**EXERCISE GOAL**
Could you please transcribe the data exactly, without the pictures?
• • • •
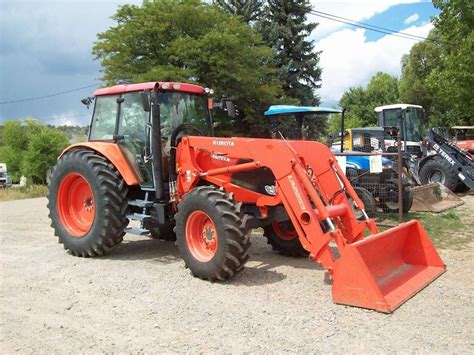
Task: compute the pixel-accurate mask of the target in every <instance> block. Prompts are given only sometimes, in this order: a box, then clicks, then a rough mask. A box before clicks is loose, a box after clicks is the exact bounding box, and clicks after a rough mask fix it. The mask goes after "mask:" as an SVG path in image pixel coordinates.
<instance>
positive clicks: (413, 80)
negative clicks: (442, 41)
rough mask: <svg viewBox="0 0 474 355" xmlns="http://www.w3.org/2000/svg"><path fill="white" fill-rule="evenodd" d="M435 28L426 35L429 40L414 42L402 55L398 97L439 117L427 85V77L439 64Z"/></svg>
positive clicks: (428, 75) (437, 109)
mask: <svg viewBox="0 0 474 355" xmlns="http://www.w3.org/2000/svg"><path fill="white" fill-rule="evenodd" d="M438 37H439V36H438V35H437V33H436V30H432V31H431V32H430V34H429V35H428V38H429V40H428V41H423V42H420V43H417V44H415V45H414V46H413V47H412V48H411V50H410V52H409V53H408V54H405V55H404V56H403V57H402V75H401V77H400V98H401V100H402V101H403V102H406V103H412V104H417V105H421V106H423V107H424V108H425V110H427V112H428V113H429V116H431V117H439V116H440V114H442V112H439V108H438V107H437V106H438V105H437V100H436V97H435V96H434V95H433V92H432V88H431V87H430V86H429V85H428V78H429V76H430V74H431V73H432V72H433V70H434V69H435V68H437V67H439V65H440V58H441V54H442V49H441V47H440V46H439V44H438V43H436V42H434V41H435V40H437V39H438Z"/></svg>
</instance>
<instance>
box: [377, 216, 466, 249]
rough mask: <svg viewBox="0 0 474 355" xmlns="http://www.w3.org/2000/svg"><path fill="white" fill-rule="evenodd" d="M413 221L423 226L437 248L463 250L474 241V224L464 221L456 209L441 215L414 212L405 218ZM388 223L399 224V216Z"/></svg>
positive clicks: (394, 217) (442, 248)
mask: <svg viewBox="0 0 474 355" xmlns="http://www.w3.org/2000/svg"><path fill="white" fill-rule="evenodd" d="M411 219H417V220H419V221H420V222H421V224H423V227H424V228H425V230H426V233H428V236H429V237H430V239H431V240H432V242H433V243H434V245H435V246H436V247H437V248H441V249H448V248H449V249H462V248H463V247H464V246H466V245H467V244H469V243H470V242H472V241H473V240H474V235H473V233H472V230H473V229H474V223H472V222H469V221H464V220H463V219H462V218H461V217H460V216H459V215H458V212H457V211H456V210H454V209H451V210H448V211H444V212H441V213H430V212H413V213H408V214H407V215H405V216H404V220H405V221H409V220H411ZM384 222H385V221H384ZM386 222H389V223H392V224H397V223H398V216H396V215H395V216H393V218H392V217H389V218H388V219H387V220H386ZM385 229H386V228H385Z"/></svg>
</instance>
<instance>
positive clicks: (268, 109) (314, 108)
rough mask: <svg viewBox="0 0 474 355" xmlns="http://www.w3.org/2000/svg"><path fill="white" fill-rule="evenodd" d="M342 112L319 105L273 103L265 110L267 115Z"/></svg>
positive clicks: (335, 109) (339, 110)
mask: <svg viewBox="0 0 474 355" xmlns="http://www.w3.org/2000/svg"><path fill="white" fill-rule="evenodd" d="M300 112H303V113H321V114H327V113H341V112H342V111H341V110H338V109H335V108H327V107H317V106H292V105H272V106H270V107H269V108H268V110H267V111H265V116H273V115H290V114H292V113H300Z"/></svg>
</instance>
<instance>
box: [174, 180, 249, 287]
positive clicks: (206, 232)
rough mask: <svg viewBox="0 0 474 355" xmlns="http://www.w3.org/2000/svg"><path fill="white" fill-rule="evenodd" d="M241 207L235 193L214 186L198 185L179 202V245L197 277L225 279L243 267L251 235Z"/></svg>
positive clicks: (180, 250)
mask: <svg viewBox="0 0 474 355" xmlns="http://www.w3.org/2000/svg"><path fill="white" fill-rule="evenodd" d="M240 207H241V204H240V203H236V202H235V201H234V200H233V199H232V195H229V194H226V193H225V192H224V191H223V190H218V189H217V188H215V187H211V186H199V187H196V188H194V189H193V190H191V191H190V192H188V193H187V194H186V195H185V196H184V198H183V200H182V201H181V202H180V203H179V204H178V212H177V213H176V215H175V220H176V228H175V232H176V238H177V244H178V248H179V251H180V254H181V257H182V258H183V260H184V263H185V266H186V267H187V268H189V269H190V270H191V273H192V274H193V275H194V276H195V277H199V278H201V279H206V280H209V281H215V280H220V281H224V280H227V279H229V278H230V277H232V276H233V275H234V274H236V273H237V272H239V271H240V270H242V269H243V267H244V264H245V263H246V262H247V260H248V249H249V247H250V237H249V235H248V234H249V233H248V232H249V231H247V230H246V229H245V227H244V226H243V223H242V218H241V217H242V216H241V211H240Z"/></svg>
• • • •
**TASK RESULT**
Task: compute the pixel-accurate mask of the target in every <instance> block. Prompts are given only sometimes, in this order: a box, then clicks, then a rough mask. A box before clicks is loose, a box after clicks is the exact bounding box, and clicks after a rough mask fix it. The mask goes after "mask:" as an SVG path in image pixel coordinates.
<instance>
positive clicks: (413, 80)
negative clicks: (442, 41)
rough mask: <svg viewBox="0 0 474 355" xmlns="http://www.w3.org/2000/svg"><path fill="white" fill-rule="evenodd" d="M435 28L426 35L429 40L414 42L402 55L398 97L439 117L427 85V77L439 64Z"/></svg>
positive clicks: (428, 75) (437, 109)
mask: <svg viewBox="0 0 474 355" xmlns="http://www.w3.org/2000/svg"><path fill="white" fill-rule="evenodd" d="M438 37H439V36H438V35H437V33H436V30H432V31H431V32H430V34H429V35H428V38H429V40H428V41H423V42H420V43H417V44H415V45H414V46H413V47H412V48H411V50H410V52H409V53H408V54H405V55H404V56H403V57H402V75H401V77H400V98H401V100H402V101H403V102H406V103H412V104H417V105H421V106H423V107H424V108H425V110H427V112H428V113H429V116H431V117H439V116H440V114H442V112H439V108H438V107H437V106H438V105H437V100H436V97H435V96H434V95H433V92H432V88H431V87H430V86H429V85H428V78H429V76H430V74H431V73H432V72H433V70H434V69H435V68H437V67H439V65H440V58H441V54H442V49H441V47H440V46H439V44H438V43H436V42H434V41H435V40H437V39H438Z"/></svg>
</instance>
<instance>
box: [377, 216, 466, 249]
rough mask: <svg viewBox="0 0 474 355" xmlns="http://www.w3.org/2000/svg"><path fill="white" fill-rule="evenodd" d="M413 221L423 226L437 248L463 250L474 241V224L464 221L456 209L441 215L414 212L405 218ZM388 223L399 224V216Z"/></svg>
positive clicks: (394, 217) (442, 248)
mask: <svg viewBox="0 0 474 355" xmlns="http://www.w3.org/2000/svg"><path fill="white" fill-rule="evenodd" d="M411 219H417V220H419V221H420V222H421V224H423V227H424V228H425V230H426V233H428V236H429V237H430V239H431V240H432V242H433V243H434V245H435V246H436V247H437V248H441V249H448V248H449V249H462V248H463V247H464V246H466V245H467V244H469V243H470V242H472V241H473V240H474V235H473V233H472V230H473V229H474V223H472V222H469V221H464V220H463V219H462V218H461V217H460V216H459V215H458V212H457V211H456V210H454V209H451V210H448V211H444V212H441V213H430V212H413V213H408V214H407V215H405V216H404V220H405V221H409V220H411ZM384 222H385V221H384ZM386 222H389V223H392V224H397V223H398V216H396V215H395V216H393V218H392V217H389V218H388V219H387V220H386ZM385 229H386V228H385Z"/></svg>
</instance>
<instance>
positive clicks: (268, 109) (314, 108)
rough mask: <svg viewBox="0 0 474 355" xmlns="http://www.w3.org/2000/svg"><path fill="white" fill-rule="evenodd" d="M342 112L319 105L273 103L265 110L267 115Z"/></svg>
positive clicks: (335, 109) (339, 110)
mask: <svg viewBox="0 0 474 355" xmlns="http://www.w3.org/2000/svg"><path fill="white" fill-rule="evenodd" d="M300 112H303V113H321V114H327V113H341V112H342V111H341V110H338V109H335V108H327V107H317V106H292V105H272V106H270V107H269V108H268V110H267V111H265V116H273V115H290V114H292V113H300Z"/></svg>
</instance>
<instance>
box: [174, 180, 249, 287]
positive clicks: (206, 232)
rough mask: <svg viewBox="0 0 474 355" xmlns="http://www.w3.org/2000/svg"><path fill="white" fill-rule="evenodd" d="M241 207L235 193L214 186L198 185L179 202V245L197 277L225 279L243 267L251 235Z"/></svg>
positive clicks: (180, 250)
mask: <svg viewBox="0 0 474 355" xmlns="http://www.w3.org/2000/svg"><path fill="white" fill-rule="evenodd" d="M240 207H241V204H240V203H236V202H235V201H234V200H233V199H232V195H229V194H226V193H225V192H224V191H223V190H218V189H217V188H215V187H211V186H199V187H196V188H194V189H193V190H191V191H190V192H188V193H187V194H186V195H185V196H184V198H183V200H182V201H181V202H180V203H179V204H178V212H177V213H176V215H175V220H176V228H175V232H176V238H177V244H178V248H179V251H180V254H181V257H182V258H183V260H184V263H185V266H186V267H187V268H189V269H190V270H191V273H192V274H193V275H194V276H195V277H199V278H201V279H206V280H209V281H215V280H220V281H224V280H227V279H229V278H230V277H232V276H233V275H234V274H236V273H237V272H239V271H240V270H242V269H243V267H244V264H245V263H246V262H247V260H248V249H249V247H250V237H249V235H248V234H249V233H248V232H249V231H247V230H246V229H245V227H244V226H243V223H242V218H241V217H242V216H241V211H240Z"/></svg>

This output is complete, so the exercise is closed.